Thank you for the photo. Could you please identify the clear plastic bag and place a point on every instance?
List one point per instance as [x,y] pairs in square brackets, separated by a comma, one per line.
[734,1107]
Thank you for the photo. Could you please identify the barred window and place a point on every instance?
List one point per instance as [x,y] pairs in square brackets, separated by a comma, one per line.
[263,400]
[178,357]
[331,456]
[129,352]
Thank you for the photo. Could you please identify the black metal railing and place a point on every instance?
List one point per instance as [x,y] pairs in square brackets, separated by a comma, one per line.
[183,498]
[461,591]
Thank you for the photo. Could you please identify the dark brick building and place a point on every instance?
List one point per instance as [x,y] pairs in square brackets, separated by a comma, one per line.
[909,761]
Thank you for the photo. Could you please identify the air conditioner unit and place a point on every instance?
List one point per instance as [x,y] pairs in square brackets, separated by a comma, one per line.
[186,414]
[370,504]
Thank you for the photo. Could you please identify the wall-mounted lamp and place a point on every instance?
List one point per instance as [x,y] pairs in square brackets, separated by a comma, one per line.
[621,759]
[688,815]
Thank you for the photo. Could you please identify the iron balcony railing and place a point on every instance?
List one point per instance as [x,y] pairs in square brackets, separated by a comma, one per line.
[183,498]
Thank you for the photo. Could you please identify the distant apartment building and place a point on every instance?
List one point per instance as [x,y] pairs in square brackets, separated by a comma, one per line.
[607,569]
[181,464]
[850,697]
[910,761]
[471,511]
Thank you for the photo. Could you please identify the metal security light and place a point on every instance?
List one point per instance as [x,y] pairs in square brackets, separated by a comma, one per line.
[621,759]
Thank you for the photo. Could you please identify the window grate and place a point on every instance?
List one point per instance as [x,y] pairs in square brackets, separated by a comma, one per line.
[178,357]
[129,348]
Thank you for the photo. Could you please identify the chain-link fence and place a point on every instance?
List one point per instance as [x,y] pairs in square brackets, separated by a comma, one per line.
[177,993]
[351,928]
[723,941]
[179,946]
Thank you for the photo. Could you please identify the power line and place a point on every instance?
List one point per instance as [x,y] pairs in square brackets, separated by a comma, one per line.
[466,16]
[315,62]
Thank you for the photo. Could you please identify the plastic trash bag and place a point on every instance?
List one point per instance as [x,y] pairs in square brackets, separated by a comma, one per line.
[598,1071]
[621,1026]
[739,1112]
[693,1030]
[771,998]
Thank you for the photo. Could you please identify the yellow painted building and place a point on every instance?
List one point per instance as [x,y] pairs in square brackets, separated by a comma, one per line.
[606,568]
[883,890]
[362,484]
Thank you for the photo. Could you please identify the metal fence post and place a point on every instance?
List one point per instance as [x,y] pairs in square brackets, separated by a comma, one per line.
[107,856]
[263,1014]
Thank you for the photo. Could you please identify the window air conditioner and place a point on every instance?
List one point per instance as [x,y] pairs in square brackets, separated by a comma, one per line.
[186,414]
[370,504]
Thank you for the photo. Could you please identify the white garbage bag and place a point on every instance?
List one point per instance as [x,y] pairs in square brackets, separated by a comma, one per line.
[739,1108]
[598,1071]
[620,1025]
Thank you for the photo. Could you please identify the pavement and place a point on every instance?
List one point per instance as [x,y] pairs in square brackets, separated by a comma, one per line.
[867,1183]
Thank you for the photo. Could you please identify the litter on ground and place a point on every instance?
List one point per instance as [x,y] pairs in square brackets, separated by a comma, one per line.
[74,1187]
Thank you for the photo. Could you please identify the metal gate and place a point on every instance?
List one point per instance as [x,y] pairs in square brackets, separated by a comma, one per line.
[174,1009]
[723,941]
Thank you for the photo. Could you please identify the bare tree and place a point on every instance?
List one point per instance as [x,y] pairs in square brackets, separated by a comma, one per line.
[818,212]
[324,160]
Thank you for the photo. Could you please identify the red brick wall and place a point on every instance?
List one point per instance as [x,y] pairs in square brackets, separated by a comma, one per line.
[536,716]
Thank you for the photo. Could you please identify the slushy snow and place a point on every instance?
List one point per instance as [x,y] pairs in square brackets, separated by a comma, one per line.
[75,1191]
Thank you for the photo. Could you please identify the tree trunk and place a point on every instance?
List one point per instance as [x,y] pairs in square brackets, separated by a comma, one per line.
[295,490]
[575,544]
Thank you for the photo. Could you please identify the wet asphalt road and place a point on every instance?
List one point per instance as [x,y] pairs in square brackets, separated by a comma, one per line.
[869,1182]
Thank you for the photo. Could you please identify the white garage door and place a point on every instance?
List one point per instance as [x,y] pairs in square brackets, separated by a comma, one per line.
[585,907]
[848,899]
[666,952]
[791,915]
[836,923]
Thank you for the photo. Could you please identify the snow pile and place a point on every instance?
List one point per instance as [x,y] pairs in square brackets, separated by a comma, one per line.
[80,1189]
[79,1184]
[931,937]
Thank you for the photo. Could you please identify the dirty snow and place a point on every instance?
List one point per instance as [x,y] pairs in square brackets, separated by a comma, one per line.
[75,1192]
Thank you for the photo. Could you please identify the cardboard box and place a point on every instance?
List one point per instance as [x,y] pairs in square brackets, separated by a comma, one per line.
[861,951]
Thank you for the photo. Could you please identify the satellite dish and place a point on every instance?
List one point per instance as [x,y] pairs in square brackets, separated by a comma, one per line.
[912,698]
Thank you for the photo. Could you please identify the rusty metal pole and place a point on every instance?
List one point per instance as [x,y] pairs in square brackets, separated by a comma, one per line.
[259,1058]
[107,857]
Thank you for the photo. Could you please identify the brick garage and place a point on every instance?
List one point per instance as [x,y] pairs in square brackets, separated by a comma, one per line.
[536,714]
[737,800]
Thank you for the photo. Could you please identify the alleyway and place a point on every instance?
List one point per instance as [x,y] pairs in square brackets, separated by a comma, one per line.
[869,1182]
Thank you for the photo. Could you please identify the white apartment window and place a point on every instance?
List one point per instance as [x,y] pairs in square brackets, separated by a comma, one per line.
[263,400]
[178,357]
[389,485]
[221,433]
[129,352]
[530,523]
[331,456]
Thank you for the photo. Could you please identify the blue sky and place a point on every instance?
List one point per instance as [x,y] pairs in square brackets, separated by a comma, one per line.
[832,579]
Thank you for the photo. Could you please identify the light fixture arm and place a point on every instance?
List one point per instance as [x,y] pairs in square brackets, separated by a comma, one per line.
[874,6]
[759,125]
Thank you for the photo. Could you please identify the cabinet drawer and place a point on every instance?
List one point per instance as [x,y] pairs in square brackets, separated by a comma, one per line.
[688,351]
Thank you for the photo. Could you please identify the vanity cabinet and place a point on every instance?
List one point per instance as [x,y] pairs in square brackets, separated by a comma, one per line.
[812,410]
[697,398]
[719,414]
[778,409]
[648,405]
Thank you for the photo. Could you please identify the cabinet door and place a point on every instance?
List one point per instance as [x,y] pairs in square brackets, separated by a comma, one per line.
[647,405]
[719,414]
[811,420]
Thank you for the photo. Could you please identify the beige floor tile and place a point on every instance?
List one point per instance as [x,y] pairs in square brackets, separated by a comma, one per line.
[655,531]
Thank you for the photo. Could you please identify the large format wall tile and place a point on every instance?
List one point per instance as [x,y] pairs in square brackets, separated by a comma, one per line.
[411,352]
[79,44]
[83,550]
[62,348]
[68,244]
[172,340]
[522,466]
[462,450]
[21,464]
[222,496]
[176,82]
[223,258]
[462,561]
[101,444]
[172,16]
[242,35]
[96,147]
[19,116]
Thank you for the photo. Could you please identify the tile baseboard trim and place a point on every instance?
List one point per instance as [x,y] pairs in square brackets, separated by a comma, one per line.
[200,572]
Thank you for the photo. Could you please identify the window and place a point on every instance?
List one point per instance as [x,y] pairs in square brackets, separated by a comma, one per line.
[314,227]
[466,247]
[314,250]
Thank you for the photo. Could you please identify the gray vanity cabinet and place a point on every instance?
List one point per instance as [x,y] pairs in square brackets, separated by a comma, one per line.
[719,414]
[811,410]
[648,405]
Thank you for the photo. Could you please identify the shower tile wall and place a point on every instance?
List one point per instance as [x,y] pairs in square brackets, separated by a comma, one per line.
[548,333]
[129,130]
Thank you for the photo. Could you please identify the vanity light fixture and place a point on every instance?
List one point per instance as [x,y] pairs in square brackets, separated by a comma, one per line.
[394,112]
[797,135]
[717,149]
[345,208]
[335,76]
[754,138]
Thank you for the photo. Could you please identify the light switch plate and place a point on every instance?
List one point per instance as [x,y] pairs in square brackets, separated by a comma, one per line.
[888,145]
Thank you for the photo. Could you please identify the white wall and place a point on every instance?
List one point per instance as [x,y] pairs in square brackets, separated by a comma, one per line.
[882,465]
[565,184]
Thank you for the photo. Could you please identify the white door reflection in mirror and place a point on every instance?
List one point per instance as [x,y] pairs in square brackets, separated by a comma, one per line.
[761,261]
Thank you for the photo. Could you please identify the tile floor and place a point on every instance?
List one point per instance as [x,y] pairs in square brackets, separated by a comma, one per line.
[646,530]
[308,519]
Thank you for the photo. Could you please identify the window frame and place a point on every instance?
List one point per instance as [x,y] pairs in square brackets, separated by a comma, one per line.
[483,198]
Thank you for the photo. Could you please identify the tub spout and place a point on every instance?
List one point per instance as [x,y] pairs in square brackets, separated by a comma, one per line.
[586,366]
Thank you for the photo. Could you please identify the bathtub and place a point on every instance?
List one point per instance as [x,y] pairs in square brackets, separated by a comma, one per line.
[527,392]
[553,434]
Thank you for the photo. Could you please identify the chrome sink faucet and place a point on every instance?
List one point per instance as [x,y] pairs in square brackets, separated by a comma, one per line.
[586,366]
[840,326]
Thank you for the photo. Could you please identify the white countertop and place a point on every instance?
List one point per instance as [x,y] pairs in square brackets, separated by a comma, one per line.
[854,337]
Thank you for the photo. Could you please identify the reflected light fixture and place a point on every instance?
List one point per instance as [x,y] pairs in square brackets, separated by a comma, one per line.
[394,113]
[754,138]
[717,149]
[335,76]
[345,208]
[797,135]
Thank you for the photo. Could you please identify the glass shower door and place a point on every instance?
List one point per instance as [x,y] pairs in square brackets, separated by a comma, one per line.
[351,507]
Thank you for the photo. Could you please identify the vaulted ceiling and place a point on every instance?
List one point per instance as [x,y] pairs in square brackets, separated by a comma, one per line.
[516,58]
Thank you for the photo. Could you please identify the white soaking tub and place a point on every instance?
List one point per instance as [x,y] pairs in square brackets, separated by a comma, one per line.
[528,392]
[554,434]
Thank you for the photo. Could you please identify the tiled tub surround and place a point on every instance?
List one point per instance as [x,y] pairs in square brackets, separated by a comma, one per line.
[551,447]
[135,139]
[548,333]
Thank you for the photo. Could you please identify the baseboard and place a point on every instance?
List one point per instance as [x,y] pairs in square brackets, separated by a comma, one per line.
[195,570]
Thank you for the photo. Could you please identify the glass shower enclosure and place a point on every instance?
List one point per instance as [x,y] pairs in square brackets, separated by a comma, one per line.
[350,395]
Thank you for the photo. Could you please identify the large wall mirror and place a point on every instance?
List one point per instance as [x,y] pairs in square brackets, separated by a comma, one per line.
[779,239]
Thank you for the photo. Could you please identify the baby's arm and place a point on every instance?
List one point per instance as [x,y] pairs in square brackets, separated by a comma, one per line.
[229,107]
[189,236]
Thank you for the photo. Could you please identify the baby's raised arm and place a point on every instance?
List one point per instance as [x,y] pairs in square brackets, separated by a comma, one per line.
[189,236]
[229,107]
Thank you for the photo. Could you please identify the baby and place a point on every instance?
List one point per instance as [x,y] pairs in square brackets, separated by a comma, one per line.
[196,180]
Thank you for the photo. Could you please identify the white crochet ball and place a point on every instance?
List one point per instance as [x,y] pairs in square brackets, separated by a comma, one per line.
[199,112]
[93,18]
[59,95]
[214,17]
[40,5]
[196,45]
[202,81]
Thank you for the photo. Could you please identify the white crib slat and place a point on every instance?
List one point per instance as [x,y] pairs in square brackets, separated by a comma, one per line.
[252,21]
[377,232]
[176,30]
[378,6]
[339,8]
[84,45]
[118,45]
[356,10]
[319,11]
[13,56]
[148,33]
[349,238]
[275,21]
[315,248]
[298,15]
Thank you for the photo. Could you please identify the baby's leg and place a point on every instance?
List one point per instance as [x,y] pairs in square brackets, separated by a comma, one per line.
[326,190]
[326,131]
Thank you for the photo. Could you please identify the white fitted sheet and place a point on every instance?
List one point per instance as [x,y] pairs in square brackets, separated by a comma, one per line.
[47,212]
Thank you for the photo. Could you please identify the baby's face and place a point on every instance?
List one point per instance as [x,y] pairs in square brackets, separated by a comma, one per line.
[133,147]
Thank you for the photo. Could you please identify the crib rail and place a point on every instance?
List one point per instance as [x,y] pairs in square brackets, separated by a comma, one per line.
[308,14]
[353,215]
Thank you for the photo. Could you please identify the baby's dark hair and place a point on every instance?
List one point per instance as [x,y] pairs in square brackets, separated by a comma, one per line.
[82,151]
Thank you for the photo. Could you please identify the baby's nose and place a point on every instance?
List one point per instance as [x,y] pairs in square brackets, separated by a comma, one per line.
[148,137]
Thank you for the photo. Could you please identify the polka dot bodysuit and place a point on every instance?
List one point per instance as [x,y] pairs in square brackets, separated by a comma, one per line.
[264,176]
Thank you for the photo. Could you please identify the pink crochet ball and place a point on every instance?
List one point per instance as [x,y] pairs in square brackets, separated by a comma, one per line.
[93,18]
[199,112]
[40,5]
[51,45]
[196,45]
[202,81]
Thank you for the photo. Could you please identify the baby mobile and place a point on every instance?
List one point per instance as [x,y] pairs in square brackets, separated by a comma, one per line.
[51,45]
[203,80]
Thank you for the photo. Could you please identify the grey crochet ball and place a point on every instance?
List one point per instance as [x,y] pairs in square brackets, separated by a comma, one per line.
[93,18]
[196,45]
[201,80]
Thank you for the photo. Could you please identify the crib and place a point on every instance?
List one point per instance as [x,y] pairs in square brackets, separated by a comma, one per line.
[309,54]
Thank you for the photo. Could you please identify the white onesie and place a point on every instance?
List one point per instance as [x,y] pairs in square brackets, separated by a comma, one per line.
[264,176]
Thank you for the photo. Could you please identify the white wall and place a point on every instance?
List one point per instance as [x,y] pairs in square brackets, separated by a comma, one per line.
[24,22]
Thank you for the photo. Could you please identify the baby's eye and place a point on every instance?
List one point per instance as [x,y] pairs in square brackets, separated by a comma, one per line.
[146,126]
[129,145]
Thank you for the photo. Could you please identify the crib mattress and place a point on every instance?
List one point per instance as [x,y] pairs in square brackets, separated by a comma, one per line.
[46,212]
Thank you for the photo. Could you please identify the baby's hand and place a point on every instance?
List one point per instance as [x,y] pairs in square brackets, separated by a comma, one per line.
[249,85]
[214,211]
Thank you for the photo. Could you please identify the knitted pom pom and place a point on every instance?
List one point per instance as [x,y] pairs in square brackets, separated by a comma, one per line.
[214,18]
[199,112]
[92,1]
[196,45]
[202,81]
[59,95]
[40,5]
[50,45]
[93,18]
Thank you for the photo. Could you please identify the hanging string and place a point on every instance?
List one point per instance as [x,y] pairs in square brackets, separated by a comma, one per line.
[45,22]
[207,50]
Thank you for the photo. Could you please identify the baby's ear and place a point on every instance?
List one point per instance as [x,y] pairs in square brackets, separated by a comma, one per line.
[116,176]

__EXERCISE AIM__
From the listing above, return every line that contains the word "shower".

__EXERCISE OUTPUT__
Thank you for the photo. Could you please identify the shower tile wall and place a point on every instance?
Thank you for the photo. Could you please identify the glass shower door and place a point on every instance?
Thank you for the photo. Could you please identify the glass shower enclosure and place a point on every instance?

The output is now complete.